### Tasks and exercises
(a) Substitute "object" for every "target" in the records below and reproduce them otherwise unchanged. Leave the pictures out.
(b) Proceed with the zfs_refcount pull request below, picking up after its final line.

### Selection
>>>>
Add zfs_refcount command. #270

PaulZ-98 · 2021-03-17T19:34:28Z

Pull request checklist

Please check if your PR fulfills the following requirements:

Tests for the changes have been added (for bug fixes / features)
Docs have been reviewed and added / updated if needed (for bug fixes / features)
Build was run locally and any changes were pushed
Lint has passed locally and any fixes were made for failures

Pull request type

Please check the type of change your PR introduces:

Issue Number: #192

What is the new behavior?

sdb> spa | member spa_refcount | zfs_refcount
0xffffffffc1089360   dsl_sync_task_common 
0xffff91223d23a000    
0xffff911f9659f000    
0xffff91223f870800    
0xffff91223f870800    
0xffff911f9659c000    
0xffff912249c9d800    
0xffff912249c9d800    
0xffff911f9659c000    
0xffff91223caa6800    
0xffff91223caa6800    
0xffff911f9659c000    
0xffff91223caa4800

Does this introduce a breaking change?
<<<<
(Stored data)
>>>>
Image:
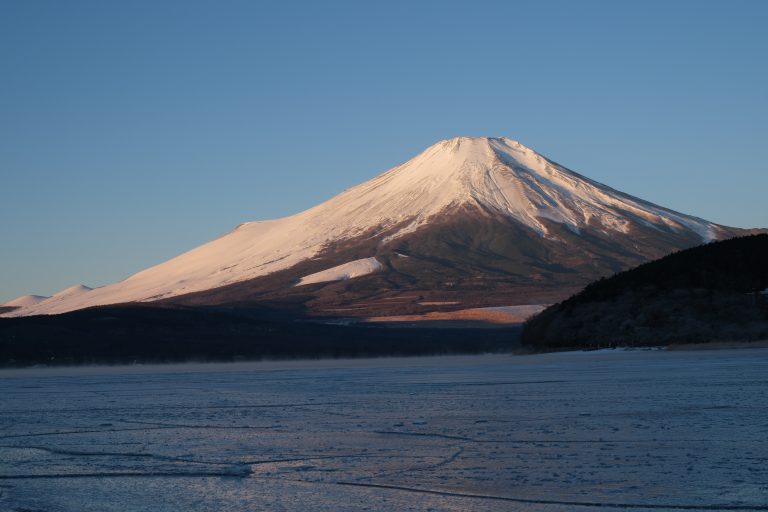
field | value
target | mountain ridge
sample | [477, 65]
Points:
[496, 179]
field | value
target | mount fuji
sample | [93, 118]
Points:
[469, 222]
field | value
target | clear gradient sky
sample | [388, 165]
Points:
[133, 131]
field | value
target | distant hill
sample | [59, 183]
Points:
[714, 292]
[469, 222]
[150, 334]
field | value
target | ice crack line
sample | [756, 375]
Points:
[594, 504]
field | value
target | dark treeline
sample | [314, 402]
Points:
[708, 293]
[126, 334]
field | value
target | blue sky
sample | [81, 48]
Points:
[133, 131]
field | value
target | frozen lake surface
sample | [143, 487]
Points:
[638, 430]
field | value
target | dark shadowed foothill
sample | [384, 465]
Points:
[713, 293]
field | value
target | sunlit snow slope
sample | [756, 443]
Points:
[496, 175]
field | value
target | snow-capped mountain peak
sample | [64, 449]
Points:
[480, 175]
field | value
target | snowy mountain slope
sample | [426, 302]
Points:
[25, 301]
[493, 177]
[342, 272]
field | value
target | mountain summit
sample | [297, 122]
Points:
[469, 221]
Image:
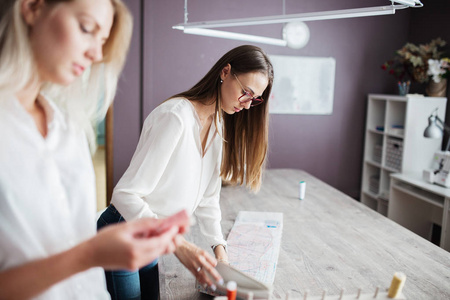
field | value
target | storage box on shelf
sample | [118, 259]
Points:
[394, 142]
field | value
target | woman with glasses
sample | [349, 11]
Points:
[217, 129]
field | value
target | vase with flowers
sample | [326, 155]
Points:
[439, 70]
[424, 64]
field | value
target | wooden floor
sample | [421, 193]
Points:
[100, 173]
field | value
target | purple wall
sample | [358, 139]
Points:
[329, 147]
<<<<
### Responses in order
(a)
Image:
field | value
object | mountain ridge
sample | [477, 65]
Points:
[496, 179]
field | value
object | mount fuji
sample | [93, 118]
Points:
[469, 222]
field | value
object | clear gradient sky
sample | [388, 165]
Points:
[133, 131]
field | value
object | distant hill
sample | [59, 183]
Points:
[714, 292]
[469, 222]
[150, 334]
field | value
object | ice crack line
sample | [756, 375]
Points:
[594, 504]
field | value
object | dark treeline
sample | [314, 402]
Points:
[708, 293]
[126, 334]
field | value
object | blue sky
sample | [81, 48]
Points:
[133, 131]
field | value
object | frozen lake surface
sample | [143, 487]
Points:
[638, 430]
field | value
object | dark shadowed foothill
sample | [384, 465]
Points:
[713, 293]
field | value
object | sunlit snow slope
sample | [756, 443]
Points:
[496, 175]
field | value
object | snow-capped mountain peak
sample | [64, 449]
Points:
[480, 175]
field | value
object | snowy mountain slope
sample | [426, 302]
Points:
[25, 301]
[493, 177]
[342, 272]
field | value
object | mountain summit
sample | [297, 122]
Points:
[469, 221]
Image:
field | value
object | storage box on shelf
sample | [118, 259]
Points:
[394, 142]
field | value
object | woman with glasses
sample | [349, 11]
Points:
[217, 129]
field | value
object | vase with flowers
sample | [326, 155]
Points:
[439, 70]
[424, 64]
field | value
object | wooden floor
sample | [421, 193]
Points:
[100, 173]
field | value
object | purple wall
sample | [358, 139]
Points:
[329, 147]

(b)
Yes
No

Other information

Requires a crash dump with reference tracking enabled, so some of the testing infrastructure was refactored.

sdimitro

Hey @PaulZ-98, thank you for working on this!

There is a lot of things going on here, so let's break this into multiple commits/PRs.

sdimitro · 2021-03-18T15:05:14Z

.github/scripts/install-drgn.sh

@@ -10,5 +10,6 @@ sudo apt install bison flex libelf-dev libdw-dev libomp5 libomp-dev
 git clone https://github.com/osandov/drgn.git

 cd drgn
+git checkout -b drgn_february 0a6aaaae5d31ed142448f8220e208d65478ec80d


Can we remove this line? If there is a problem with the github actions we fix the actions themselves. If there is a problem with drgn we fix drgn.

sdimitro · 2021-03-18T15:16:49Z

.github/scripts/download-dump-from-s3.sh

+# use the default dir unless alternate dir passed as arg2 to script
 DATA_DIR="tests/integration/data"
+if [ ! -z "$2" ]; then
+	DATA_DIR=$2
+fi


I think instead of giving the option for which dump to use, we should just go ahead and test both dumps, no option needed. This means a lot of things, so here is a preliminary checklist of the things we need to do:
[1] This script can accept and download more than one dumps, then placed them into their own respective directories under the DATA_DIR (the comment above will also need to be changed along with the code)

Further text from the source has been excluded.